╔══

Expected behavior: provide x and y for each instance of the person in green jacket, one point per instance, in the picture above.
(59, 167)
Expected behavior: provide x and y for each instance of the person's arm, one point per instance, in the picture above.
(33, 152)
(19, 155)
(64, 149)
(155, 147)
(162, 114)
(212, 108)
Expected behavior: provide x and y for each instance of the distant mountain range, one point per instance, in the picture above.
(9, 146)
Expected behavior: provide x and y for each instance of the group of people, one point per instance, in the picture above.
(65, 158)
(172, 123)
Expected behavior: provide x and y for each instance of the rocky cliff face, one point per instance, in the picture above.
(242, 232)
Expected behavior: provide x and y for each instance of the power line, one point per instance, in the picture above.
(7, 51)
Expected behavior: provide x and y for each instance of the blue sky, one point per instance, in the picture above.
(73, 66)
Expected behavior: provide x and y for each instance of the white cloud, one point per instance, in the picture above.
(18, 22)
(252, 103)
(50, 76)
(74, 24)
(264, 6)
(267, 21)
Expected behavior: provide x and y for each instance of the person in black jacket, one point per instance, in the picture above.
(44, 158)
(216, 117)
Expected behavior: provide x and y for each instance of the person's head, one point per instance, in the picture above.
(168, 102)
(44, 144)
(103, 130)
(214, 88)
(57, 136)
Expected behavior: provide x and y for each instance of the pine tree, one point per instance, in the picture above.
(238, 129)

╚══

## Task directions
Please copy the line that contains "of the rocky" and each line after it through the end of the records, exactly, and no other lines.

## Task result
Expected behavior: provide x and y for each instance of the rocky cliff face, one point per instance, in the picture above.
(242, 232)
Expected behavior: provide x and y for each instance of the power line, one point per instance, in the picture above.
(7, 51)
Expected behavior: provide x and y for each instance of the blue sky, one point per instance, in the picture above.
(73, 66)
Expected behavior: provide x and y for each instance of the white cloud, one point per instance, in the picture above.
(18, 22)
(252, 103)
(50, 76)
(74, 24)
(264, 6)
(267, 21)
Expected behavior: provide x and y for each instance of the person in black jacket, one point per instance, in the picture above.
(44, 158)
(216, 117)
Expected behavior: provide x and y for each instance of the person's head, one point per instance, in the picture above.
(168, 102)
(44, 144)
(103, 130)
(214, 88)
(57, 136)
Expected behavior: provide x and y for each instance of the pine tree, one point per instance, in the picture above.
(238, 129)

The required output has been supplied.